>> begin

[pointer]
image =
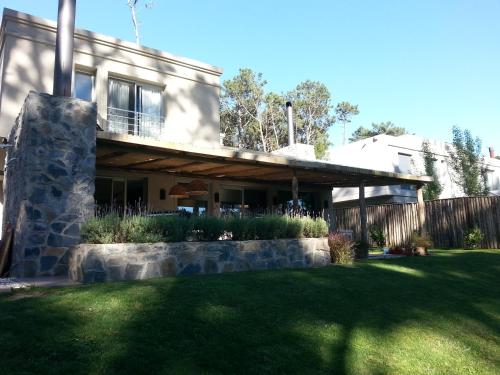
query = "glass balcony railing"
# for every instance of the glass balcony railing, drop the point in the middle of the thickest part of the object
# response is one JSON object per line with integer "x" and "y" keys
{"x": 121, "y": 121}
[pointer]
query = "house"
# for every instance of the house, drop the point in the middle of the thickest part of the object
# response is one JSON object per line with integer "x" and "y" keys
{"x": 156, "y": 148}
{"x": 402, "y": 154}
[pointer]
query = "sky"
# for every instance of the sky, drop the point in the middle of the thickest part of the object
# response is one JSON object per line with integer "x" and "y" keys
{"x": 426, "y": 65}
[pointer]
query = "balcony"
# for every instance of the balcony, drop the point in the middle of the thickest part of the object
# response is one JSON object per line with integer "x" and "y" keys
{"x": 140, "y": 124}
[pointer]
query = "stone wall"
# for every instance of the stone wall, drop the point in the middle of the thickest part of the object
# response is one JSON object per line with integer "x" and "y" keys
{"x": 49, "y": 181}
{"x": 129, "y": 261}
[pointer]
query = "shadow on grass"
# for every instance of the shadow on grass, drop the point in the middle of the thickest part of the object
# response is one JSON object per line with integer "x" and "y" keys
{"x": 295, "y": 322}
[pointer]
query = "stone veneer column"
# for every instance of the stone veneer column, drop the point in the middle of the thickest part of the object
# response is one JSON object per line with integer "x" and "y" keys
{"x": 49, "y": 181}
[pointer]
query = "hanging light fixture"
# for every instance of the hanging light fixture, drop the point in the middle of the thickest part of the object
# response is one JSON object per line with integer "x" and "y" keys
{"x": 197, "y": 187}
{"x": 178, "y": 191}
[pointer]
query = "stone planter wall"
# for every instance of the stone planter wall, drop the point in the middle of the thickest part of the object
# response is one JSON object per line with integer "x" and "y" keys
{"x": 129, "y": 261}
{"x": 49, "y": 181}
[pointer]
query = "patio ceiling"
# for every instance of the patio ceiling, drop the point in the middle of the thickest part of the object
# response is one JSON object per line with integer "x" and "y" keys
{"x": 135, "y": 154}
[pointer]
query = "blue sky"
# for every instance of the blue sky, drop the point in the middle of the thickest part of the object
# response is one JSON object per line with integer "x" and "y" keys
{"x": 423, "y": 64}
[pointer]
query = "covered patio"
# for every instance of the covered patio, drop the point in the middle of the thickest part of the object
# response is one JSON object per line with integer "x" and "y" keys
{"x": 118, "y": 153}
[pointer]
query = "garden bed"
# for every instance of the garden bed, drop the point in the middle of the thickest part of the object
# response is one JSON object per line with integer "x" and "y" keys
{"x": 135, "y": 261}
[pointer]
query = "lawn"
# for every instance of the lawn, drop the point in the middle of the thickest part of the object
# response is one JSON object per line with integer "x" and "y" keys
{"x": 433, "y": 315}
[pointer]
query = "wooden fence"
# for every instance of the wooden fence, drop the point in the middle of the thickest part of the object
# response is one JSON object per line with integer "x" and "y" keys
{"x": 446, "y": 220}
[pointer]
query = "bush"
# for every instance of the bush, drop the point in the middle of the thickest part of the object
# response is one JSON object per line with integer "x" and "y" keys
{"x": 101, "y": 230}
{"x": 377, "y": 235}
{"x": 361, "y": 249}
{"x": 418, "y": 240}
{"x": 294, "y": 228}
{"x": 139, "y": 229}
{"x": 241, "y": 229}
{"x": 473, "y": 237}
{"x": 115, "y": 229}
{"x": 341, "y": 248}
{"x": 208, "y": 228}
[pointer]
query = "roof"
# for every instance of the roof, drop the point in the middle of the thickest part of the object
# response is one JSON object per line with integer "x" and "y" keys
{"x": 131, "y": 153}
{"x": 90, "y": 36}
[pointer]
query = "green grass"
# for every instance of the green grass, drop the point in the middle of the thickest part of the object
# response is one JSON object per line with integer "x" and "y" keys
{"x": 432, "y": 315}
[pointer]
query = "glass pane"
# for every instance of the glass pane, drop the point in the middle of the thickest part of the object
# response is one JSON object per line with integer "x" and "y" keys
{"x": 102, "y": 193}
{"x": 135, "y": 194}
{"x": 84, "y": 86}
{"x": 118, "y": 195}
{"x": 151, "y": 110}
{"x": 121, "y": 103}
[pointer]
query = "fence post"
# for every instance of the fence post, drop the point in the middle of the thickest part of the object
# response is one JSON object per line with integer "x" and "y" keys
{"x": 362, "y": 212}
{"x": 421, "y": 210}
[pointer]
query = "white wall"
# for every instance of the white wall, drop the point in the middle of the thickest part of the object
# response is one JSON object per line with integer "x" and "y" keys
{"x": 190, "y": 88}
{"x": 382, "y": 153}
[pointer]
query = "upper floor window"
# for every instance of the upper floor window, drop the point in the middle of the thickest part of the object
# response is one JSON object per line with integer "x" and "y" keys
{"x": 135, "y": 109}
{"x": 84, "y": 86}
{"x": 404, "y": 163}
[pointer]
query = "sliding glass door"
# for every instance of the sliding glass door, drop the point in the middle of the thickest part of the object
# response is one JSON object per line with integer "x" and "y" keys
{"x": 134, "y": 109}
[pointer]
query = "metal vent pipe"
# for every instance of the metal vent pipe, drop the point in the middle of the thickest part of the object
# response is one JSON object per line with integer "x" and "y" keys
{"x": 63, "y": 66}
{"x": 289, "y": 116}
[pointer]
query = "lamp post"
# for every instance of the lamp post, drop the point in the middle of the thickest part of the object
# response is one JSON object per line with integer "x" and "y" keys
{"x": 63, "y": 66}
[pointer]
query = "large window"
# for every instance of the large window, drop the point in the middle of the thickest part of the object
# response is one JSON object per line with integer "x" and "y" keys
{"x": 83, "y": 87}
{"x": 134, "y": 109}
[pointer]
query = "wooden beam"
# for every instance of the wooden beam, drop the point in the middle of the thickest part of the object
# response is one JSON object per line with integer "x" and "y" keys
{"x": 295, "y": 191}
{"x": 282, "y": 185}
{"x": 176, "y": 167}
{"x": 145, "y": 162}
{"x": 362, "y": 214}
{"x": 421, "y": 210}
{"x": 110, "y": 156}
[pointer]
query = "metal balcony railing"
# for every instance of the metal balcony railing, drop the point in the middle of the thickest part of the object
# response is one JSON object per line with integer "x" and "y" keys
{"x": 121, "y": 121}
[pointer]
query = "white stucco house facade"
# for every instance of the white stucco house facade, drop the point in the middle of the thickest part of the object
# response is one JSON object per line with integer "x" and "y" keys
{"x": 402, "y": 154}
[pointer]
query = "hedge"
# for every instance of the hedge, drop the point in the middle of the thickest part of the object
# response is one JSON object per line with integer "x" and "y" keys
{"x": 145, "y": 229}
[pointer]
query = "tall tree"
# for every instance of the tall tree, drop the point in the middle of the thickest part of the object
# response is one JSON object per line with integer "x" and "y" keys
{"x": 132, "y": 4}
{"x": 467, "y": 163}
{"x": 243, "y": 103}
{"x": 345, "y": 111}
{"x": 433, "y": 189}
{"x": 381, "y": 128}
{"x": 312, "y": 109}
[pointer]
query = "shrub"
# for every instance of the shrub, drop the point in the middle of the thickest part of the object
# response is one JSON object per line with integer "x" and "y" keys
{"x": 341, "y": 248}
{"x": 377, "y": 235}
{"x": 361, "y": 249}
{"x": 136, "y": 228}
{"x": 208, "y": 228}
{"x": 473, "y": 238}
{"x": 418, "y": 240}
{"x": 100, "y": 230}
{"x": 140, "y": 229}
{"x": 241, "y": 229}
{"x": 294, "y": 228}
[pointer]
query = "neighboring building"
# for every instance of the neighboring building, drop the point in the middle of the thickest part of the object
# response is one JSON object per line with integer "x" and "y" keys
{"x": 158, "y": 122}
{"x": 401, "y": 154}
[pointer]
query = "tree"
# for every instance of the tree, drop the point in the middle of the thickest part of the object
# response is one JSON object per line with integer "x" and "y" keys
{"x": 433, "y": 189}
{"x": 382, "y": 128}
{"x": 312, "y": 109}
{"x": 244, "y": 110}
{"x": 132, "y": 4}
{"x": 467, "y": 163}
{"x": 344, "y": 112}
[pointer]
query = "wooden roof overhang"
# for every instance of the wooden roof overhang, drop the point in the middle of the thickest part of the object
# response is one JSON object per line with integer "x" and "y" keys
{"x": 135, "y": 154}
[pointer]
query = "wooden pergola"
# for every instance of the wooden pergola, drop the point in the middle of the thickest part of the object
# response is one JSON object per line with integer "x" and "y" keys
{"x": 118, "y": 152}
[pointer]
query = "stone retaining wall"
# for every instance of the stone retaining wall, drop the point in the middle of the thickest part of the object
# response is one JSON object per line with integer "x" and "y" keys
{"x": 130, "y": 261}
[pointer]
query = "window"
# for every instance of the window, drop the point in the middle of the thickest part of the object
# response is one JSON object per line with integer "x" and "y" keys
{"x": 84, "y": 86}
{"x": 134, "y": 109}
{"x": 404, "y": 163}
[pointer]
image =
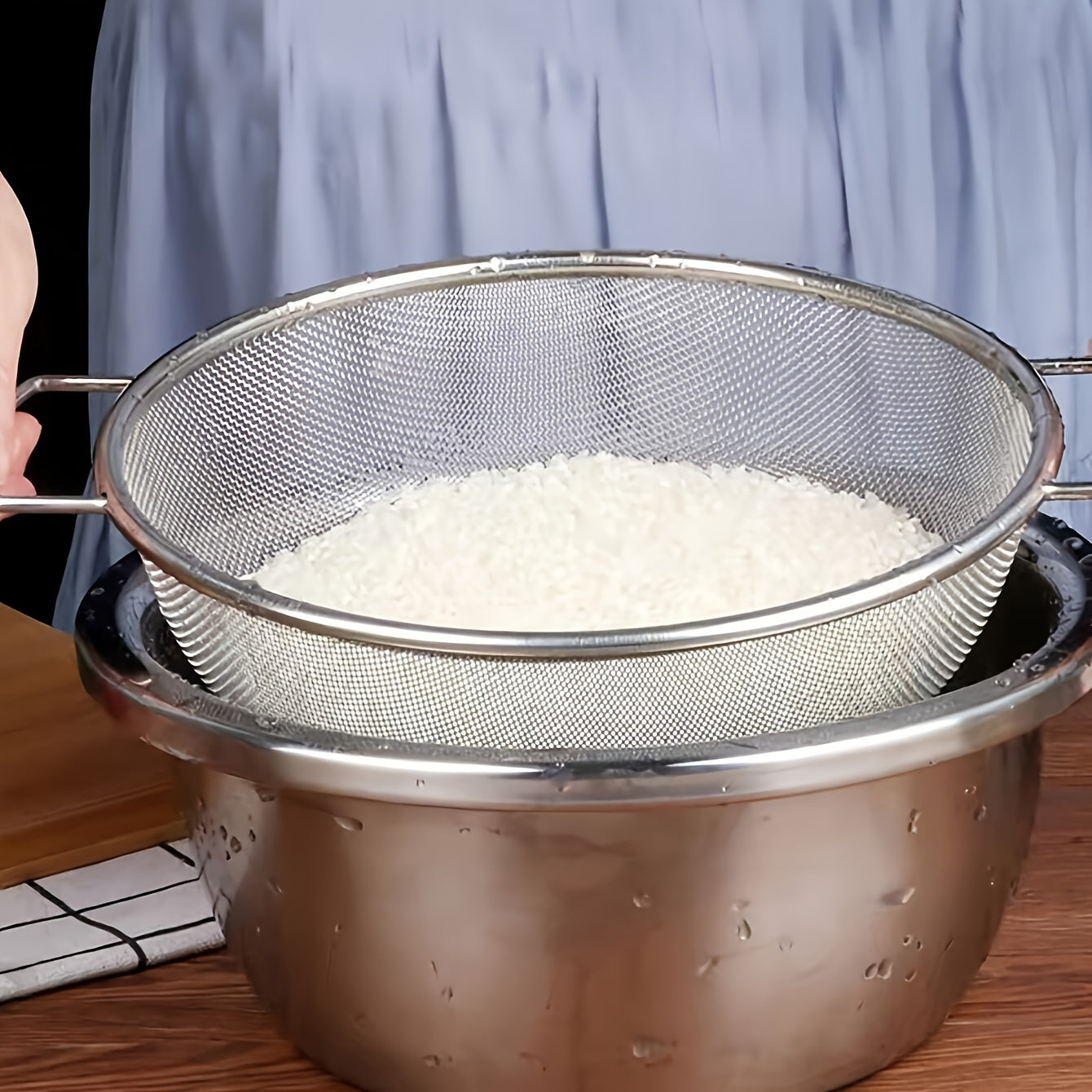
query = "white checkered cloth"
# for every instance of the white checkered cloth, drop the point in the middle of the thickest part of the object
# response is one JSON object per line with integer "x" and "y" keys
{"x": 119, "y": 916}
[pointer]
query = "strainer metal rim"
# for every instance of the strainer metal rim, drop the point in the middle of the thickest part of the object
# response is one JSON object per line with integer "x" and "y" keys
{"x": 1004, "y": 521}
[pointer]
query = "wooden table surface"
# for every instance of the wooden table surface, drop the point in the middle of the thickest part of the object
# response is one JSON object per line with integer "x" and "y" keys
{"x": 1025, "y": 1024}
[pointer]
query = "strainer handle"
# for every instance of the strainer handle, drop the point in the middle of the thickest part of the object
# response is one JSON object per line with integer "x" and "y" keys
{"x": 42, "y": 385}
{"x": 1072, "y": 366}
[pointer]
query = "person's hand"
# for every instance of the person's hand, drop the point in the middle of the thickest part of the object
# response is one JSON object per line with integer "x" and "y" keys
{"x": 19, "y": 283}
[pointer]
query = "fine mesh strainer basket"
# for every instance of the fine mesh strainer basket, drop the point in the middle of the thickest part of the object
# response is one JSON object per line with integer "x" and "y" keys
{"x": 285, "y": 421}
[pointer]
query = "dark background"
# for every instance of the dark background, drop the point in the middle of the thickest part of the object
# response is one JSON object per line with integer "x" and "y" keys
{"x": 44, "y": 154}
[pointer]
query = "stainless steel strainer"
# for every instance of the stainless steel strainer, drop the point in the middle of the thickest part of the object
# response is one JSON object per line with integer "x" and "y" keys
{"x": 283, "y": 423}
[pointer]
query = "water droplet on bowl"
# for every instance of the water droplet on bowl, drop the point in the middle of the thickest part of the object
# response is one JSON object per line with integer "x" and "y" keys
{"x": 899, "y": 898}
{"x": 710, "y": 964}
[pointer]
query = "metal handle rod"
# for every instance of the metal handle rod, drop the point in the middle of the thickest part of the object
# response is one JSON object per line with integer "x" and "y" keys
{"x": 61, "y": 506}
{"x": 1070, "y": 366}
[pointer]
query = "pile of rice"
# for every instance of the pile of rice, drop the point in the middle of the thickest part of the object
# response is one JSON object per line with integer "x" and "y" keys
{"x": 597, "y": 542}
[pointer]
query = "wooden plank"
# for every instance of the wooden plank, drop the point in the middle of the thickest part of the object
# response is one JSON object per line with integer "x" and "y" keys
{"x": 73, "y": 790}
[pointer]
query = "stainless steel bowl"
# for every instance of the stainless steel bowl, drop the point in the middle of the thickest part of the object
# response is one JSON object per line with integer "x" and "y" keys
{"x": 786, "y": 915}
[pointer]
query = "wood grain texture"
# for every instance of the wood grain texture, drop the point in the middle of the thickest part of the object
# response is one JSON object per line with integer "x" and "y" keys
{"x": 73, "y": 790}
{"x": 1025, "y": 1024}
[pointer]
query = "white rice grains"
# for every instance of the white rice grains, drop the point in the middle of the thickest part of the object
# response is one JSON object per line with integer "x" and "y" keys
{"x": 595, "y": 542}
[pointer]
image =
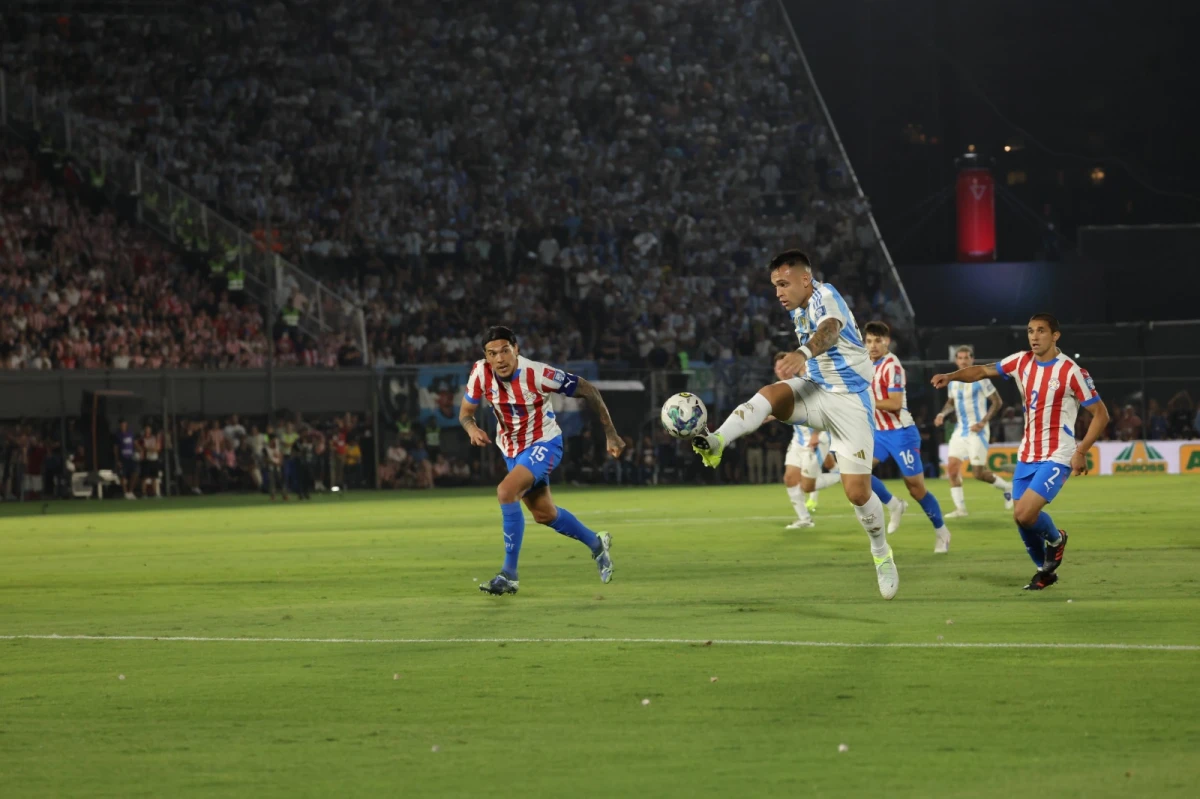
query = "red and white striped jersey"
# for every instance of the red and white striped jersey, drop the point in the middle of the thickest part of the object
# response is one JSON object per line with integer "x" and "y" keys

>> end

- _WHAT YOU HAVE TO DO_
Which lines of the data above contain the string "pile"? List each one in full.

- _WRITTEN ANSWER_
query = "pile of rice"
# for every instance of the pile of rice, drop the point in the middle of the thickest part of the object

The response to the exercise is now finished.